— EXERCISE INSTRUCTIONS —
From the Giger profile, list every film title that Giger directed, each with its year in parentheses.

— SUPPLIED PASSAGE —
+++

|Who is it?||Miscellaneous Crew, Director, Art Department|
|Birth Day||February 05, 1940|
|Birth Place||Chur, Switzerland, Switzerland|
|Age||80 YEARS OLD|
|Died On||12 May 2014(2014-05-12) (aged 74)\nZürich, Switzerland|
|Cause of death||Complications from falling|
|Occupation||Painter, sculptor, set designer, film director|
|Style||Science fiction, fantasy, occult, macabre|
|Spouse(s)||Mia Bonzanigo (1979–81; divorced) Carmen Maria Scheifele (2006–14; his death)|
|Partner(s)||Li Tobler (1966–75)|
Giger was born in 1940 in Chur, capital city of Graubünden, the largest and easternmost Swiss canton. His father, a pharmacist, viewed art as a "breadless profession" and strongly encouraged him to enter pharmacy, Giger recalled. He moved to Zürich in 1962, where he studied architecture and industrial design at the School of Applied Arts until 1970.
Giger's most distinctive stylistic innovation was that of a representation of human bodies and machines in a cold, interconnected relationship, he described as "biomechanical". His main influences were Painters Dado, Ernst Fuchs and Salvador Dalí. He met Salvador Dalí, to whom he was introduced by Painter Robert Venosa. Giger was also influenced by the work of the Sculptor Stanislas Szukalski, and by the Painters Austin Osman Spare and Mati Klarwein. He was also a personal friend of Timothy Leary. Giger studied interior and industrial design at the School of Commercial Art in Zurich (from 1962 to 1965) and made his first paintings as a means of art therapy.
Giger directed a number of films, including Swiss Made (1968), Tagtraum (1973), Giger's Necronomicon (1975) and Giger's Alien (1979).
Giger's first success was when H. H. Kunz, co-owner of Switzerland's first poster publishing company, printed and distributed Giger's first posters, beginning in 1969.

+++

— DATA EXTRACT —
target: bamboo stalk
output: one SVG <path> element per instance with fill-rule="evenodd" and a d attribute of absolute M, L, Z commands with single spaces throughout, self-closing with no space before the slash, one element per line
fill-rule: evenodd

+++

— TASK ANSWER —
Swiss Made (1968), Tagtraum (1973), Giger's Necronomicon (1975), Giger's Alien (1979)